::: Dataset records

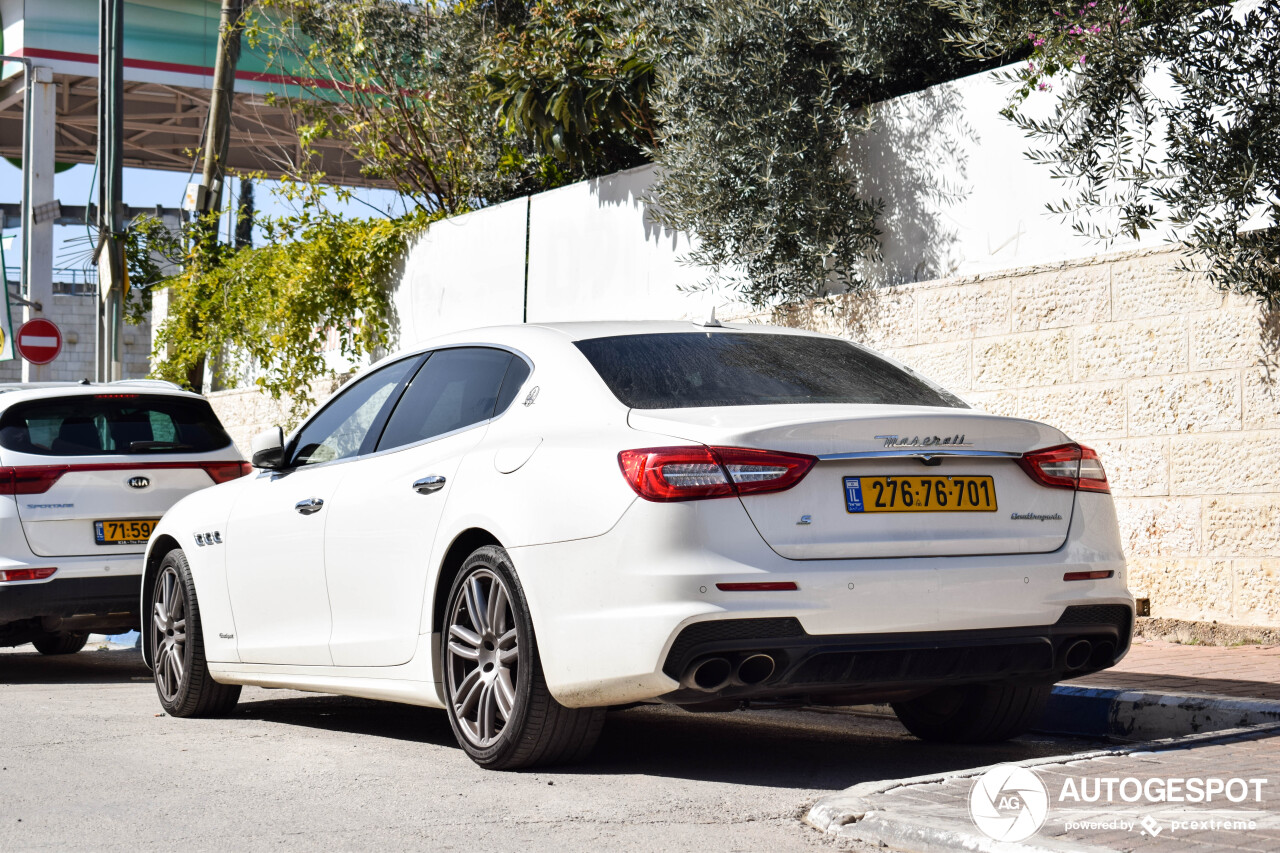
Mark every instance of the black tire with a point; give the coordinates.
(538, 730)
(60, 642)
(974, 712)
(176, 646)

::::::

## Exercise directions
Copy the entries character for character, excluding any pictures.

## Written answer
Mark every instance of the black tire with a point; give the coordinates.
(538, 730)
(60, 642)
(974, 712)
(176, 646)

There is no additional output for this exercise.